▶ **Stated goal**:
Please show every line in the records below that contains the string "bare", copying each such line in full.

▶ **Available data**:
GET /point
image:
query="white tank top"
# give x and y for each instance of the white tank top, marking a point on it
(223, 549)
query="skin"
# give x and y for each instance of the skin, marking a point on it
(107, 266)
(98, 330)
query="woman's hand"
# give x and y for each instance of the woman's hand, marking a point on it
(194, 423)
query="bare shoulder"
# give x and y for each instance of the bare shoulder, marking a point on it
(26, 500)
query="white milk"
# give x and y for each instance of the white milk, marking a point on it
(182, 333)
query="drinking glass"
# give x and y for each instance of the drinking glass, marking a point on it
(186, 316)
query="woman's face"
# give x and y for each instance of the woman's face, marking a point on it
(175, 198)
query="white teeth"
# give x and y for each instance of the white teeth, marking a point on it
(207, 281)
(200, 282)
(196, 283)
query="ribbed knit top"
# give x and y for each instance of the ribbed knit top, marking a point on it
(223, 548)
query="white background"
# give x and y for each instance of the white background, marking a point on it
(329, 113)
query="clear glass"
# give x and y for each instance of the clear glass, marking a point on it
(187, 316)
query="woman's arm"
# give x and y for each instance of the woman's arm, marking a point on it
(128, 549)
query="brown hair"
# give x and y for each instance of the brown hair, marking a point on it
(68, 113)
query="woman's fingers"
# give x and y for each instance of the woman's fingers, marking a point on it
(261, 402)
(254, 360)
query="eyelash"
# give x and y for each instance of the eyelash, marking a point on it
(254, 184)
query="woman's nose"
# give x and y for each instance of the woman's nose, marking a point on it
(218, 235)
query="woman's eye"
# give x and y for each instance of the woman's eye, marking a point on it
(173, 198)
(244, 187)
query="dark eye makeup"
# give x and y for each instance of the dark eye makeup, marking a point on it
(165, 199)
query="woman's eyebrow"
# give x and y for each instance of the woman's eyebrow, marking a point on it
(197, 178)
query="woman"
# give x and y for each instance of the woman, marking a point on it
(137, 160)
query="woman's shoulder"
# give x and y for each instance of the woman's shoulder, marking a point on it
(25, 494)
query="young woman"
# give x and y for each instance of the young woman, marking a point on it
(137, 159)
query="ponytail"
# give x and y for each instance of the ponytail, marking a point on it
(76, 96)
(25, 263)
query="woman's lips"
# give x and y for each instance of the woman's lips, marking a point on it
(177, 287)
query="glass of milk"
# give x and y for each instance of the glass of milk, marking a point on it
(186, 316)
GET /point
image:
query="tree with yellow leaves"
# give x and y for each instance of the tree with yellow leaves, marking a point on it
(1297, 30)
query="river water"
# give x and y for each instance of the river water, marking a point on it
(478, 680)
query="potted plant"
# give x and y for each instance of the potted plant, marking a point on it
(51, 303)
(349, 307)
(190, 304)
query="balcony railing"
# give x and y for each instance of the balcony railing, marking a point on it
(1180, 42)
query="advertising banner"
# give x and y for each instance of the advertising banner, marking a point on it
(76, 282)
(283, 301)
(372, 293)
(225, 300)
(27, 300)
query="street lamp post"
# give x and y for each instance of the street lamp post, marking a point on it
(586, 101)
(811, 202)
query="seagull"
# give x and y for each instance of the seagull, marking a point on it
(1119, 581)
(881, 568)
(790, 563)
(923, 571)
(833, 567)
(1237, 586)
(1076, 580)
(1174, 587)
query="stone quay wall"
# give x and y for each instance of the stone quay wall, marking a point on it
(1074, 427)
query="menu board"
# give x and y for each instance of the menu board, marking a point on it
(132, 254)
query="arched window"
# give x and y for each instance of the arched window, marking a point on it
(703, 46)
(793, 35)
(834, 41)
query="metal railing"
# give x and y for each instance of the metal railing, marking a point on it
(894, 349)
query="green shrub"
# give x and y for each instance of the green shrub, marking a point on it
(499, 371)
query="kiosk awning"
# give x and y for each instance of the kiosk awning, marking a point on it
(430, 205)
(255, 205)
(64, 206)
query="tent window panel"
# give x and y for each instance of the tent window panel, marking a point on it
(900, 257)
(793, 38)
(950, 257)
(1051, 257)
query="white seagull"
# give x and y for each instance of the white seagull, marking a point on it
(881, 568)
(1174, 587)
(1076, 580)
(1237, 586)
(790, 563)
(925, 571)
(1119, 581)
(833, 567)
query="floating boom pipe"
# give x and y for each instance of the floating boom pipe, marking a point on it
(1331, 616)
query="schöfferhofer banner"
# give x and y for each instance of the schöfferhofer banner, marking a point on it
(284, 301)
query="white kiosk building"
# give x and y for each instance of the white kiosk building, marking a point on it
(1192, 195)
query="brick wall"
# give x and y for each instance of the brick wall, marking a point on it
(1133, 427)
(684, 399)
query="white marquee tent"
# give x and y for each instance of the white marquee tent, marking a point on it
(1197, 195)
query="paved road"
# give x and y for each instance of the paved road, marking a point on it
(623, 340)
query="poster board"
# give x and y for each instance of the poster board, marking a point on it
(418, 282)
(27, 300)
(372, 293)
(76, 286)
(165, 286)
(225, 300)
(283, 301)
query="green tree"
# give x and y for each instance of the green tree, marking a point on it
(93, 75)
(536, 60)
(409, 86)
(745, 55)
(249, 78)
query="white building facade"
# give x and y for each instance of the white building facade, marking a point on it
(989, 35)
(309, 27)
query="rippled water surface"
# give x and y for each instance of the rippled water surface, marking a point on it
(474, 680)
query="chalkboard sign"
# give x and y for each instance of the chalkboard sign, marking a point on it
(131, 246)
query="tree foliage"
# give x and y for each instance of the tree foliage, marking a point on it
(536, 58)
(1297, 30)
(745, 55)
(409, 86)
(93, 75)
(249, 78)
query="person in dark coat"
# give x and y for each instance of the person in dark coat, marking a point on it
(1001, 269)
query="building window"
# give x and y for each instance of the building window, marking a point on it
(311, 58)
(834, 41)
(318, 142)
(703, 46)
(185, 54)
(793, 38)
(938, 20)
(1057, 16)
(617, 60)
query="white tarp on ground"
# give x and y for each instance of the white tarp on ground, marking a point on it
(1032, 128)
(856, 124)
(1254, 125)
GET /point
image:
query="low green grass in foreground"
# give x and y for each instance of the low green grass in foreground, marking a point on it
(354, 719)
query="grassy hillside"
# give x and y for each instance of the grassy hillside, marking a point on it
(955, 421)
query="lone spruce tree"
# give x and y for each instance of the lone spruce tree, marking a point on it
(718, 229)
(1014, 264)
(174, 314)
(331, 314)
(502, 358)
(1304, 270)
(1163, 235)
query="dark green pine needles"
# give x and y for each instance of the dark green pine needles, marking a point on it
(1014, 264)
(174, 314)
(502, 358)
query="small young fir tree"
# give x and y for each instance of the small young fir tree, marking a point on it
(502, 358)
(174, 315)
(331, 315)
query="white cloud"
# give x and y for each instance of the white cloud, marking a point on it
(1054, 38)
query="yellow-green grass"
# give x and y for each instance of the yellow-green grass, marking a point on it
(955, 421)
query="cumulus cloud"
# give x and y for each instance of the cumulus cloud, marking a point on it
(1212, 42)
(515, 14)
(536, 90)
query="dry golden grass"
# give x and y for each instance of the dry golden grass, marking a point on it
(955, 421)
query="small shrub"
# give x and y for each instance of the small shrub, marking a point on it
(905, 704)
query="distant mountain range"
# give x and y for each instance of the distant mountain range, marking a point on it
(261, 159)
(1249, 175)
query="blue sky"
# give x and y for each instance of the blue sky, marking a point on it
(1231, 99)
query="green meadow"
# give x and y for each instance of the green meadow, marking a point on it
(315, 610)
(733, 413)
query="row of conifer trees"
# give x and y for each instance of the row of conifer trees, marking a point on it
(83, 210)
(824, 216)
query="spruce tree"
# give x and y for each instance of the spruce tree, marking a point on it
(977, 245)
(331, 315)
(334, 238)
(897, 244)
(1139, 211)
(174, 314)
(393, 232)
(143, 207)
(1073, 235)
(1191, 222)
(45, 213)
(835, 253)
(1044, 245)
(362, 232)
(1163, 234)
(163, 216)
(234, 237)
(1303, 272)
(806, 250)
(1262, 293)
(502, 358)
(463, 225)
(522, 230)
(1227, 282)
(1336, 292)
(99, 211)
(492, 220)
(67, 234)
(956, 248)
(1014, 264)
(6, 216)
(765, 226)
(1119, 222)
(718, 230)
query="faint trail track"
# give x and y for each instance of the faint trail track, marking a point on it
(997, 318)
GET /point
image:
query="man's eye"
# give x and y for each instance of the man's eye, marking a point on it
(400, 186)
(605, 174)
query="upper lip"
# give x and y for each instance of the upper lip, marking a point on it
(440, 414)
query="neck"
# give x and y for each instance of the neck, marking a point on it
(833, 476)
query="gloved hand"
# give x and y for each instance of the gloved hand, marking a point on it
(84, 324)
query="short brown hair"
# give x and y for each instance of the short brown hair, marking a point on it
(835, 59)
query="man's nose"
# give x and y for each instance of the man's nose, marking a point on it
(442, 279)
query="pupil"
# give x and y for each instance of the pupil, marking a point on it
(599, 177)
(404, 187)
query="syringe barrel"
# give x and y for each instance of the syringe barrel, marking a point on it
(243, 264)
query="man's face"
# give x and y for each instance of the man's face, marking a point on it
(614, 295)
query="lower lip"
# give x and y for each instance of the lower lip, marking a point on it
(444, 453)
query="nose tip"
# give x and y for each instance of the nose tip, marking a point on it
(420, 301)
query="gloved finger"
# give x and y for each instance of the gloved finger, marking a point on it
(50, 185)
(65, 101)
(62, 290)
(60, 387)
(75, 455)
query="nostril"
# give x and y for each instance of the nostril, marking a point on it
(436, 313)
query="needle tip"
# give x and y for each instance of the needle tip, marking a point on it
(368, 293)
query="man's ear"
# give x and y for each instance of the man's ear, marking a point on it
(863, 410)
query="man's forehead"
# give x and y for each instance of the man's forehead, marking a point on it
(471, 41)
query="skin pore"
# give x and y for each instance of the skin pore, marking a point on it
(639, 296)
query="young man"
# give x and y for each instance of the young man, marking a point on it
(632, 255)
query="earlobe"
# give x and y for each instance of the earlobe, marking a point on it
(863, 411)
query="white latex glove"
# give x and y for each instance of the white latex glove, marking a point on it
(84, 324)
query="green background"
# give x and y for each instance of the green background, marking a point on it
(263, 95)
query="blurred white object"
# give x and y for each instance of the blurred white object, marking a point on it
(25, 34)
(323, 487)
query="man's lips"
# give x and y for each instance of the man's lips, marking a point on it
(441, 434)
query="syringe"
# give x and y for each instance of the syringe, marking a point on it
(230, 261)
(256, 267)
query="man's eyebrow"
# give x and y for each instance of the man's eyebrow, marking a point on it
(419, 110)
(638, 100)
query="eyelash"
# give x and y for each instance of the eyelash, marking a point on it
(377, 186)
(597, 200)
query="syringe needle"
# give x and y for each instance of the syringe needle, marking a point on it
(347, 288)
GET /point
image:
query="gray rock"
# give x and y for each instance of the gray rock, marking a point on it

▶ **Task output**:
query="bare shoulder"
# give x and y for each instance of the bare shoulder, marking a point on it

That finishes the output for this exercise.